• _INSTRUCTIONS TO FOLLOW_
Where a line of the records contains the word "segment", show that line.

——————

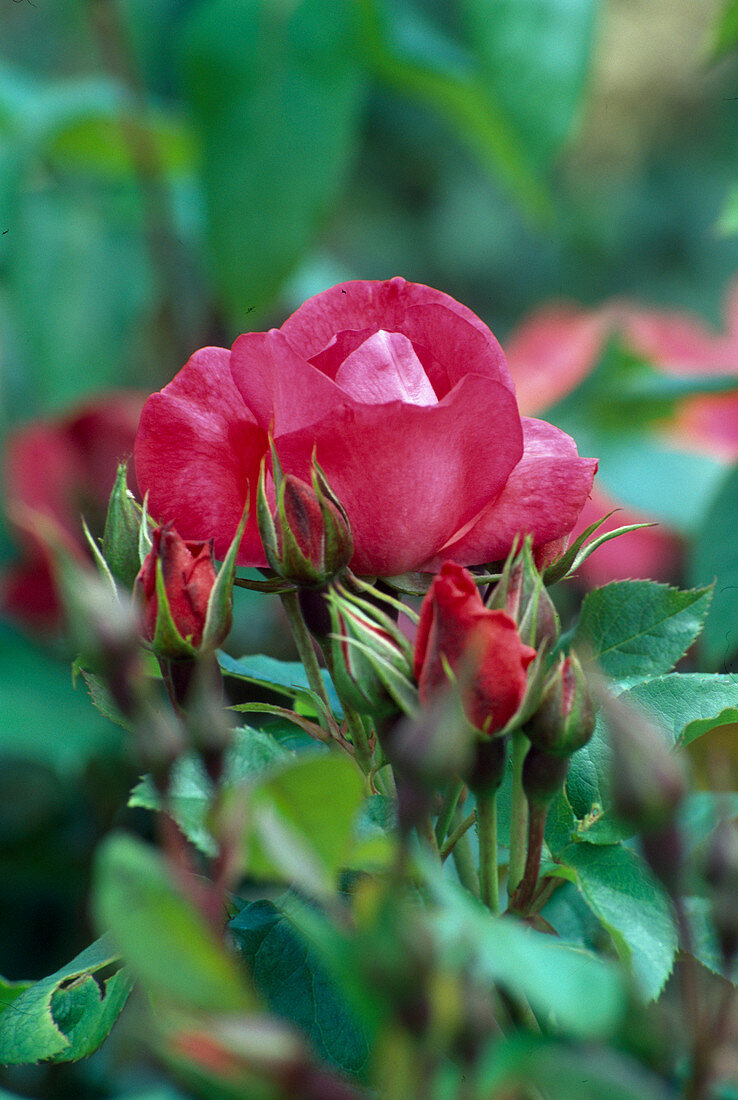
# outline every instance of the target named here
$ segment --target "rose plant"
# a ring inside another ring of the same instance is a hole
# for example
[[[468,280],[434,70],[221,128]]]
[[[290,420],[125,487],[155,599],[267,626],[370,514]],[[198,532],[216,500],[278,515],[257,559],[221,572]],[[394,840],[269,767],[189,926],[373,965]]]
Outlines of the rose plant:
[[[100,939],[0,980],[0,1063],[84,1059],[122,1014],[202,1100],[727,1095],[735,795],[685,763],[738,677],[675,671],[709,589],[556,600],[600,545],[598,516],[572,537],[596,462],[521,417],[482,322],[334,287],[197,352],[135,461],[98,573],[44,553],[155,842],[106,837]],[[299,662],[219,648],[239,582]]]
[[[596,468],[565,433],[519,415],[478,317],[401,278],[332,287],[279,329],[196,352],[141,417],[136,476],[152,515],[222,555],[270,435],[304,481],[315,454],[363,575],[497,561],[521,531],[550,560]],[[267,564],[253,508],[238,561]]]

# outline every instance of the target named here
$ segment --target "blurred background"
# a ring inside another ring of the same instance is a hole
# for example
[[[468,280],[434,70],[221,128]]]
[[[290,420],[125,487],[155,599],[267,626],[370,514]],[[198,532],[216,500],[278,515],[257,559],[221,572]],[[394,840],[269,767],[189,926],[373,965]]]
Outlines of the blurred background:
[[[587,521],[660,524],[582,585],[717,578],[695,667],[738,669],[734,0],[0,0],[0,29],[0,973],[89,942],[135,779],[24,509],[84,554],[145,394],[335,282],[474,309],[522,411],[600,458]],[[239,595],[233,651],[279,654]],[[5,1083],[109,1095],[111,1057]]]

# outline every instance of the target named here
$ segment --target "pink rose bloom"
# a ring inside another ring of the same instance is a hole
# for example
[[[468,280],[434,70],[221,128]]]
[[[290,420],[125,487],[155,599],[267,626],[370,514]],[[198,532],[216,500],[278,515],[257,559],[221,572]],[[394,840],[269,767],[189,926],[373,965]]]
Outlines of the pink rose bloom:
[[[65,416],[10,432],[3,456],[5,508],[24,560],[2,580],[3,609],[35,629],[57,625],[59,603],[47,553],[28,529],[29,512],[49,516],[67,547],[87,554],[81,516],[102,535],[118,463],[130,457],[143,394],[106,393]]]
[[[309,481],[315,451],[364,575],[495,561],[520,531],[548,560],[596,468],[520,417],[478,317],[401,278],[332,287],[280,329],[196,352],[142,414],[136,475],[152,513],[222,558],[250,494],[239,564],[266,565],[253,501],[270,431],[286,473]]]

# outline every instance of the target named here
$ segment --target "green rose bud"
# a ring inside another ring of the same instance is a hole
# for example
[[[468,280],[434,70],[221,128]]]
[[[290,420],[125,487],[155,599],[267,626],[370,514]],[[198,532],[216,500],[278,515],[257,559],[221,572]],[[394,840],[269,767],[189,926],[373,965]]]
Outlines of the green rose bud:
[[[584,669],[573,653],[562,654],[525,732],[543,752],[569,757],[587,744],[594,728],[595,709]]]

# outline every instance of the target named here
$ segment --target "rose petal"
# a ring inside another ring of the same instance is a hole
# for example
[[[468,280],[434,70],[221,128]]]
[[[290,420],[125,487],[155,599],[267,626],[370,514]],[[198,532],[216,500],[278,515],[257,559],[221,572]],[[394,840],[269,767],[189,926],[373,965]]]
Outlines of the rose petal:
[[[336,333],[350,329],[376,332],[382,328],[388,332],[401,332],[412,339],[405,328],[409,311],[416,306],[430,305],[443,306],[452,316],[460,317],[480,332],[492,355],[499,359],[504,375],[501,380],[511,385],[500,345],[475,313],[449,294],[422,283],[408,283],[400,276],[386,282],[355,279],[323,290],[295,310],[282,325],[281,331],[299,355],[310,359],[322,351]]]
[[[351,521],[352,568],[387,576],[419,568],[500,493],[522,432],[512,393],[470,375],[438,405],[346,407],[282,436],[285,470],[307,478],[314,444]]]
[[[380,329],[341,364],[336,384],[365,405],[404,401],[437,405],[433,387],[406,336]]]
[[[502,348],[474,320],[435,303],[412,306],[405,315],[400,331],[412,341],[439,400],[467,374],[484,374],[514,389]]]
[[[497,561],[517,533],[532,534],[541,544],[572,529],[592,491],[596,459],[580,458],[574,440],[543,420],[523,417],[523,432],[523,457],[500,495],[422,570],[435,571],[449,559],[464,565]]]
[[[266,565],[253,493],[266,433],[244,405],[230,372],[230,352],[202,348],[144,406],[136,440],[136,477],[149,511],[173,522],[185,539],[215,540],[223,558],[249,488],[252,508],[241,565]]]
[[[275,436],[333,415],[347,396],[322,371],[302,359],[279,329],[239,336],[231,374],[246,408]]]

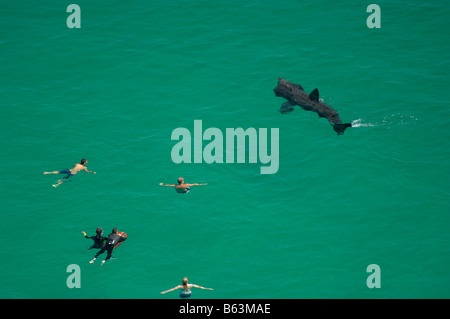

——————

• _OUTPUT_
$ segment --target "rose plant"
$ segment --target "blurred background"
$ segment --target "pink rose bloom"
$ segment --target "green rose bud"
$ segment --target "rose petal"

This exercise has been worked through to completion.